SUPPLIED DATA start

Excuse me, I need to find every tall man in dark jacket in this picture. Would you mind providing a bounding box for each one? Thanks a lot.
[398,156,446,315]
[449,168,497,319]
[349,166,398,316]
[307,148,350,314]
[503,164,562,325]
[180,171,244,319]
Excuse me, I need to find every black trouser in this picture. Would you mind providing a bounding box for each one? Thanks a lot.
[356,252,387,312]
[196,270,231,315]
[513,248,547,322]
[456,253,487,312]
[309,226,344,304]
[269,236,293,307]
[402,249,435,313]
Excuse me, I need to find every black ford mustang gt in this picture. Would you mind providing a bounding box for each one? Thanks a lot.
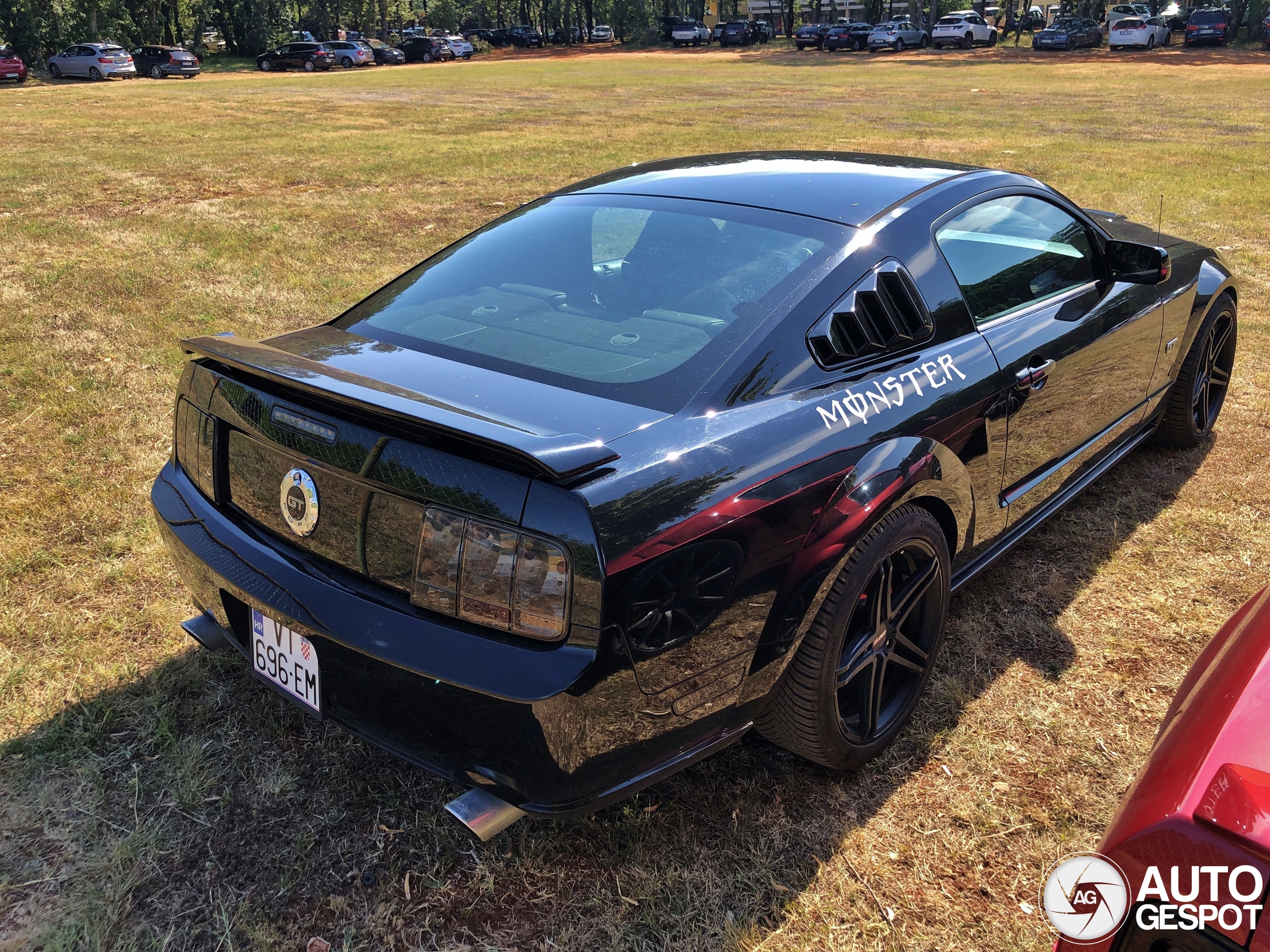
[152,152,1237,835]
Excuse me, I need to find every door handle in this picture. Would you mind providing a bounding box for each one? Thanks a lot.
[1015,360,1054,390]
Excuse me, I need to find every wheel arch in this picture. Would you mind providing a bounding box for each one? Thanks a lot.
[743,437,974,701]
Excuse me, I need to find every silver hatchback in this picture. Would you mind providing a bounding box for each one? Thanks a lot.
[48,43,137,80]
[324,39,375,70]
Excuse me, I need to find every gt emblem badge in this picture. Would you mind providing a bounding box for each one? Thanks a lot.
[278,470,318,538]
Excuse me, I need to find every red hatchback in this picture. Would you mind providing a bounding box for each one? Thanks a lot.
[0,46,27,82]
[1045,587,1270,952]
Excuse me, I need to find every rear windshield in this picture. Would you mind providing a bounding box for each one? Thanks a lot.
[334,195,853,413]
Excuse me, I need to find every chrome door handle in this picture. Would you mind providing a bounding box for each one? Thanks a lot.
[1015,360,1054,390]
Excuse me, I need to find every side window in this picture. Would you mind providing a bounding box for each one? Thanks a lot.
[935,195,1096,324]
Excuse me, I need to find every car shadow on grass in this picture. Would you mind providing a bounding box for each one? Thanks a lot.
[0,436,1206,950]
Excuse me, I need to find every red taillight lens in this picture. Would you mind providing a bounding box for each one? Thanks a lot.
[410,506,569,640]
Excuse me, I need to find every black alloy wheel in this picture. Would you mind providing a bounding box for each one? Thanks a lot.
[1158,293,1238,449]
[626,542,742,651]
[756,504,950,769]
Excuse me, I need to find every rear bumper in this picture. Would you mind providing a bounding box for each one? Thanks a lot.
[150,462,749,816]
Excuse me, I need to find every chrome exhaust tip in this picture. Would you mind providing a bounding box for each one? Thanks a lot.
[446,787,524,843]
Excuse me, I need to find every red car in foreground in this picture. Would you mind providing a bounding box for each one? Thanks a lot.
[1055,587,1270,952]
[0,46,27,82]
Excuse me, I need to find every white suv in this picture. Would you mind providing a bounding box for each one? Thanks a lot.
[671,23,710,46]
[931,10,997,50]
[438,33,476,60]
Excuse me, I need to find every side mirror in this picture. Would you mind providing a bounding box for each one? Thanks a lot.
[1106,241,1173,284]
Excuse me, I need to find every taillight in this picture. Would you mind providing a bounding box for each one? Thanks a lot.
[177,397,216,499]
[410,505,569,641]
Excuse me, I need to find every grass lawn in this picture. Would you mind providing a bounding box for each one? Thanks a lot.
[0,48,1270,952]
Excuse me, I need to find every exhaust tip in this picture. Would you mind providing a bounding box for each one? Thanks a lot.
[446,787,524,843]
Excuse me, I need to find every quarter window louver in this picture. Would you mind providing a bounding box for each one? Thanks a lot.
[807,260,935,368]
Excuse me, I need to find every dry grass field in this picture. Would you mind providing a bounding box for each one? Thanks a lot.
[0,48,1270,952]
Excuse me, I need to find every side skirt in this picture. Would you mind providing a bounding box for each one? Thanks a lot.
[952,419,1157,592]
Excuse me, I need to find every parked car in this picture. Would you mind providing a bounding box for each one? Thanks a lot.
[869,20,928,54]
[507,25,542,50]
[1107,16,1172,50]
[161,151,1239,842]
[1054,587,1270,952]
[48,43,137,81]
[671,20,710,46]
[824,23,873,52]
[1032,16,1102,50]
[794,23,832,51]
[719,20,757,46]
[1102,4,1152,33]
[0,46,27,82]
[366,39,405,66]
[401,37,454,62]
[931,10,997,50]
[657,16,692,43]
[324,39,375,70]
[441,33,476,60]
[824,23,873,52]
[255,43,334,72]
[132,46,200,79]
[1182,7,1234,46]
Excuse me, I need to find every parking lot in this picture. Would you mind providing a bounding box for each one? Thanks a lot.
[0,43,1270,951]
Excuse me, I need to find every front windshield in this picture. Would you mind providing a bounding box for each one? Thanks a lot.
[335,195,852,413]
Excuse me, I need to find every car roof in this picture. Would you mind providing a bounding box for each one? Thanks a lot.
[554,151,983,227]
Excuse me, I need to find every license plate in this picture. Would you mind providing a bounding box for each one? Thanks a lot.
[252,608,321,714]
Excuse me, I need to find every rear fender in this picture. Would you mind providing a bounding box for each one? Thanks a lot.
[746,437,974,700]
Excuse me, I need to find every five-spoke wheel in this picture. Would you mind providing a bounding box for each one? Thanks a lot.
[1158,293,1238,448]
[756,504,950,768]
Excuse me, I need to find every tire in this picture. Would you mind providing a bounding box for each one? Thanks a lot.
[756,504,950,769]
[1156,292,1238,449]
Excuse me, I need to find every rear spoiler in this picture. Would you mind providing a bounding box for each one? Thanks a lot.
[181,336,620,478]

SUPPLIED DATA end
SUPPLIED DATA start

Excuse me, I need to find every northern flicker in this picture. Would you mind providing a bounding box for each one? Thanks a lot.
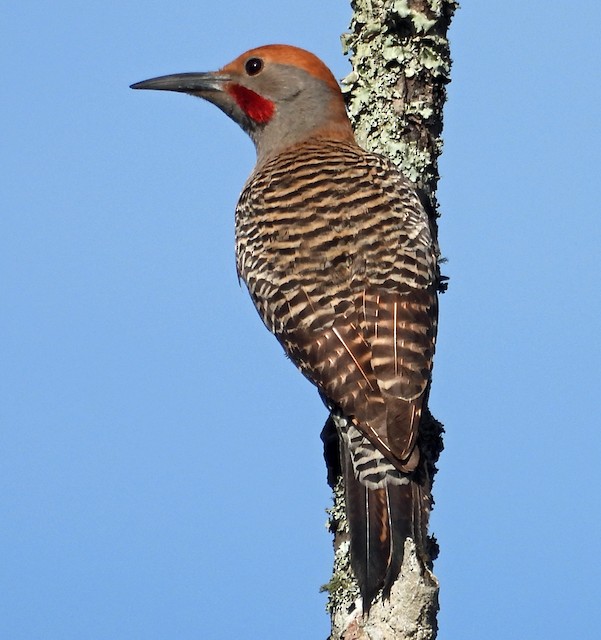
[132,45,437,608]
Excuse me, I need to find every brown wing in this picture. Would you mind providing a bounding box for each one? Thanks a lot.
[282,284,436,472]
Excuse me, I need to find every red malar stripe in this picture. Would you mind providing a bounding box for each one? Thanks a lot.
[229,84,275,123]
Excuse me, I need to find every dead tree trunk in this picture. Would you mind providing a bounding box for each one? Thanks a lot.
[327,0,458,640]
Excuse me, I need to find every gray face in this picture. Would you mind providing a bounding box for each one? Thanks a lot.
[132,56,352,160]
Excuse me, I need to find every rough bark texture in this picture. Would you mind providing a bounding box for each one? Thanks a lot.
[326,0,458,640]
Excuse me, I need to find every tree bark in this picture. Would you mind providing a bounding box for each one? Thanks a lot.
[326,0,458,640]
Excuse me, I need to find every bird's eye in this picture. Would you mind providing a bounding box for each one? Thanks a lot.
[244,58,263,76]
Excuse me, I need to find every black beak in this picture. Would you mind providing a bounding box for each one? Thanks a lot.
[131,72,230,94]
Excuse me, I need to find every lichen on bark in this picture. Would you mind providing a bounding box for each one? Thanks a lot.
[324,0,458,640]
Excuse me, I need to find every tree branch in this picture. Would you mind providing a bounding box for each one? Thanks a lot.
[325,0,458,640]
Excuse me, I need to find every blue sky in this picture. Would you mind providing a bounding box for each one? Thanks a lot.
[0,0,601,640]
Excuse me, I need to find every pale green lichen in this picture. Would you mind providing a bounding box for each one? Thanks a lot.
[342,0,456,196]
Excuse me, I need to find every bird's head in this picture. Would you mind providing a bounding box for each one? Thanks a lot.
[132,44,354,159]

SUPPLIED DATA end

- WHAT IS REQUIRED -
Can you output every line from the one containing "Excuse me, I need to find every tall" down through the one containing "[402,249,435,313]", both ends included, with each line copied unchanged?

- COMPLETED EXERCISE -
Excuse me, I need to find every tall man in dark jacket in this picture. Would you mind providing a bounding box for each one? Thanks a lot.
[398,156,446,315]
[449,168,497,319]
[349,166,398,316]
[307,148,350,314]
[503,164,562,325]
[180,171,244,319]
Excuse me, I need to find every black trouser in this picture. Would you mind providing a bounding box for each one? Thanks a lot.
[356,252,387,312]
[196,270,231,315]
[513,248,547,322]
[456,253,487,312]
[309,226,344,304]
[269,236,293,307]
[402,249,435,313]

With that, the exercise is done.